What needs to be done:
Copy out the lines below without changing them, starting with the line that contains "Mark each instance of the kayak seat" and going on through the last line of the records.

**** Input

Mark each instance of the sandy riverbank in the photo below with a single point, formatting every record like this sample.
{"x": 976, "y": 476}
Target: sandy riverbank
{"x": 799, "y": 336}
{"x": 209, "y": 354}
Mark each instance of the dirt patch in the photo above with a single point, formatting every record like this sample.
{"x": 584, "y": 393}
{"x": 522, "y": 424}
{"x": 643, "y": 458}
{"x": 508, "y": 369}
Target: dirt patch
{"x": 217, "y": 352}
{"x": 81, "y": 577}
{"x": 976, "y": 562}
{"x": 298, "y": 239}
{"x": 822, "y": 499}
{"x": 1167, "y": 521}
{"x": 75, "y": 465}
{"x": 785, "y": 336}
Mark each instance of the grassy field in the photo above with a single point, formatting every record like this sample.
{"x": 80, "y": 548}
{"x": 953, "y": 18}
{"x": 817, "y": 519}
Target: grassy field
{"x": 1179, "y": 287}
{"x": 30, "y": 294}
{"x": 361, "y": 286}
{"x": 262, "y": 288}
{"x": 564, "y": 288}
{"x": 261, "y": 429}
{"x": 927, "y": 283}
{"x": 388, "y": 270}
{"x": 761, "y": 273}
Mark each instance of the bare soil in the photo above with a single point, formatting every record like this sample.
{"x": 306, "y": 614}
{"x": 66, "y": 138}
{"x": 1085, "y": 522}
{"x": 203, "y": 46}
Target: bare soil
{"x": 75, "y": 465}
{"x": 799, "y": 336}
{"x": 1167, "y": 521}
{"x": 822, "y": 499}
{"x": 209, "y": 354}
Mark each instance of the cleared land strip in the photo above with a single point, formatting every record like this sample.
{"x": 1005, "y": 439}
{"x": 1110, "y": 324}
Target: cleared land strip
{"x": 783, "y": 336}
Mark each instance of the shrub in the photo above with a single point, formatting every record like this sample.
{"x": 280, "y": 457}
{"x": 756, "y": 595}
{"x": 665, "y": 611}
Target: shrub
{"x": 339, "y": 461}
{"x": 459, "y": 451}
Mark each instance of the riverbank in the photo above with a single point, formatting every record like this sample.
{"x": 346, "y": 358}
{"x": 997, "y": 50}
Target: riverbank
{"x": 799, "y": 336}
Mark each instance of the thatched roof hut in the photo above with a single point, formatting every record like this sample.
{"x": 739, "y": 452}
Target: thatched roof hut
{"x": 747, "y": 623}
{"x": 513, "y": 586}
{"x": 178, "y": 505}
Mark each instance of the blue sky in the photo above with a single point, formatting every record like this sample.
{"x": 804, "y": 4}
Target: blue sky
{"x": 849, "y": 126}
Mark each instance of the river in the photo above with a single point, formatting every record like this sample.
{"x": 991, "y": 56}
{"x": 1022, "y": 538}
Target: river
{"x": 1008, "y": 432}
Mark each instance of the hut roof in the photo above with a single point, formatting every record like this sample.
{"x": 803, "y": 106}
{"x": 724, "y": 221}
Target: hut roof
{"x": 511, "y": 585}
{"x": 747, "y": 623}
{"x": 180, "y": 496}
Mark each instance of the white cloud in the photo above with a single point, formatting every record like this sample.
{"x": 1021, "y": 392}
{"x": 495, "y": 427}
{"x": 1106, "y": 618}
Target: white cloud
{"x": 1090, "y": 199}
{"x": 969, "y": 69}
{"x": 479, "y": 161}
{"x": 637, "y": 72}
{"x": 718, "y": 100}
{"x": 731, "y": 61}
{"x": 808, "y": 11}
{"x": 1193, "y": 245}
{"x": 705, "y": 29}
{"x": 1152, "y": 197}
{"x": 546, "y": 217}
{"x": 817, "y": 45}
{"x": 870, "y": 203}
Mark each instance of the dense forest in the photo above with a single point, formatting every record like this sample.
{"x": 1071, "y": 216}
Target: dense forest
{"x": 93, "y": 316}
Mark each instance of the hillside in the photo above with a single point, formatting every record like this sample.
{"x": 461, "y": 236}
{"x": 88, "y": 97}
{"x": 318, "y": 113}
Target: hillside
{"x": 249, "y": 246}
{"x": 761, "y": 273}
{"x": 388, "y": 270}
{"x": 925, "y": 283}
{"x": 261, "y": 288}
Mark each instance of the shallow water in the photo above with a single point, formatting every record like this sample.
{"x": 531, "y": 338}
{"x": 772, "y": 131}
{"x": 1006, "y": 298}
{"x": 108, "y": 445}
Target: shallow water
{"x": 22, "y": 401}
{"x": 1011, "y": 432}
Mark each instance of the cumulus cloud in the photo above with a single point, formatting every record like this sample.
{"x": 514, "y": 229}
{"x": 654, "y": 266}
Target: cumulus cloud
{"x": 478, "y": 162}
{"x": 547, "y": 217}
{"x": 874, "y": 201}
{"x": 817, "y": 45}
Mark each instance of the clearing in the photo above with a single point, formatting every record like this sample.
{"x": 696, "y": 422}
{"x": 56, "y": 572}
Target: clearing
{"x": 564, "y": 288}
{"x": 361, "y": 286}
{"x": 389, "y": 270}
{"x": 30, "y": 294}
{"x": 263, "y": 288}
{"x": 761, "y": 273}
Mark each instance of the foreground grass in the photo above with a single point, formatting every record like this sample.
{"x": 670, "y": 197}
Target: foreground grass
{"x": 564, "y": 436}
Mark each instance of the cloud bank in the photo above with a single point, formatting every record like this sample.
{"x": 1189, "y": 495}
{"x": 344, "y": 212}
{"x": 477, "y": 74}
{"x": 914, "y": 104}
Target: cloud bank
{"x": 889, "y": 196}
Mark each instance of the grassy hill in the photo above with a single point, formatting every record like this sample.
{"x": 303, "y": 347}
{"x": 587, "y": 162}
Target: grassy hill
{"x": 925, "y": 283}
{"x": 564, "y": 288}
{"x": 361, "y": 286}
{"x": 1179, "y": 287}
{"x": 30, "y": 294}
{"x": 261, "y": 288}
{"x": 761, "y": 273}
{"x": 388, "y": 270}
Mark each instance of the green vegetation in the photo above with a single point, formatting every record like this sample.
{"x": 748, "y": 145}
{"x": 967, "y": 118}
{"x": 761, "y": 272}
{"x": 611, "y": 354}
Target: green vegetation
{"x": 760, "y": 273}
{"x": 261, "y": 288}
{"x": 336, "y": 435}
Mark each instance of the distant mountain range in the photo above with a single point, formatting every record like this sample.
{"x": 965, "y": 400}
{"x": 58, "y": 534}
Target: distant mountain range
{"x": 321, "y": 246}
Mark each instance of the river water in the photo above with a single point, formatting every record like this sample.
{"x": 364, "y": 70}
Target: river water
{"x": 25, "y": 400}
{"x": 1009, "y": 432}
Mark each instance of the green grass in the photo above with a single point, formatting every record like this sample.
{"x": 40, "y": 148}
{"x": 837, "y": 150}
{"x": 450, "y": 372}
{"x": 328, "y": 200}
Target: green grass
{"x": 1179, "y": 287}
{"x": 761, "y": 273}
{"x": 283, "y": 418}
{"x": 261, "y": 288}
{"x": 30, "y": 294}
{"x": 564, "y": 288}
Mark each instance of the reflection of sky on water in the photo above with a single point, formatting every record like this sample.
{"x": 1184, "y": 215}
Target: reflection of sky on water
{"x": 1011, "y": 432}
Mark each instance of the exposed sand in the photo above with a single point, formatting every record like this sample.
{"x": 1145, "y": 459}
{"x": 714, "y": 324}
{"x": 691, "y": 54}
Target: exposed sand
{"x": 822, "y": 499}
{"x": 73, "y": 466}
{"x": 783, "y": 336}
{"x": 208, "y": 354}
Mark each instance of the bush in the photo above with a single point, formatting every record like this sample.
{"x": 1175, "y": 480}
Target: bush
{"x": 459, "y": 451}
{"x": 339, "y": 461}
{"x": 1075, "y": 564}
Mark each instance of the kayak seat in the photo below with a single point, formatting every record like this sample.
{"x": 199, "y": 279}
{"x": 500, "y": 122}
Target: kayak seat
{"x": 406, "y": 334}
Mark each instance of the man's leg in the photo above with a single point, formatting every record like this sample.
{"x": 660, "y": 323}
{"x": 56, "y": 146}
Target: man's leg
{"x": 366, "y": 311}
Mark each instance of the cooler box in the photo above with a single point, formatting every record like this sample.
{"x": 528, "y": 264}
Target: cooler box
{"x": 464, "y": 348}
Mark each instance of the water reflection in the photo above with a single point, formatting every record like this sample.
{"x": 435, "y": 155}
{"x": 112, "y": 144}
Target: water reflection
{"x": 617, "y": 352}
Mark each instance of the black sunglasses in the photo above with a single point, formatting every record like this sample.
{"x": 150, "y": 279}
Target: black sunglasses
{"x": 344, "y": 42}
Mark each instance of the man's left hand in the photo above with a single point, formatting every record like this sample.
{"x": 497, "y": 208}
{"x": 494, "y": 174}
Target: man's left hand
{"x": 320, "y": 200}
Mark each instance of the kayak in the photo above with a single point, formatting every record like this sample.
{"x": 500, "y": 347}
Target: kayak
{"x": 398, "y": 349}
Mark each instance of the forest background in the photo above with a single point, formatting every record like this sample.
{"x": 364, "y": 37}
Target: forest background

********

Final answer:
Mark each instance of the kayak seat in the photo below with a single point, formatting every record like this sample.
{"x": 199, "y": 279}
{"x": 500, "y": 122}
Target: kayak seat
{"x": 406, "y": 334}
Mark each instance of the man's leg in the photo above with a single point, formatting every record like this sample.
{"x": 660, "y": 323}
{"x": 56, "y": 146}
Target: man's leg
{"x": 366, "y": 311}
Mark each instance of the cooler box in the photo above with a single point, formatting every record like this sample.
{"x": 528, "y": 264}
Target: cooler box
{"x": 464, "y": 348}
Mark each instance of the water reflection in the photo above with a single point, formatting every record like this sample.
{"x": 435, "y": 155}
{"x": 112, "y": 144}
Target: water reflection
{"x": 617, "y": 352}
Mark each instance of the black sunglasses in the photo above with a single point, formatting every record like this sample.
{"x": 150, "y": 279}
Target: black sunglasses
{"x": 344, "y": 42}
Mark each instance of the man's left hand in the photo above with a single point, formatting every record like this sample.
{"x": 497, "y": 208}
{"x": 494, "y": 174}
Target: man's left hand
{"x": 320, "y": 200}
Mark each instance of the kayak in the photo above with a single point, formatting every record like this sample.
{"x": 500, "y": 347}
Target: kayak
{"x": 398, "y": 349}
Mark each instance of the forest background in the photo above with a single point, formatting every record like this sample.
{"x": 364, "y": 37}
Target: forest background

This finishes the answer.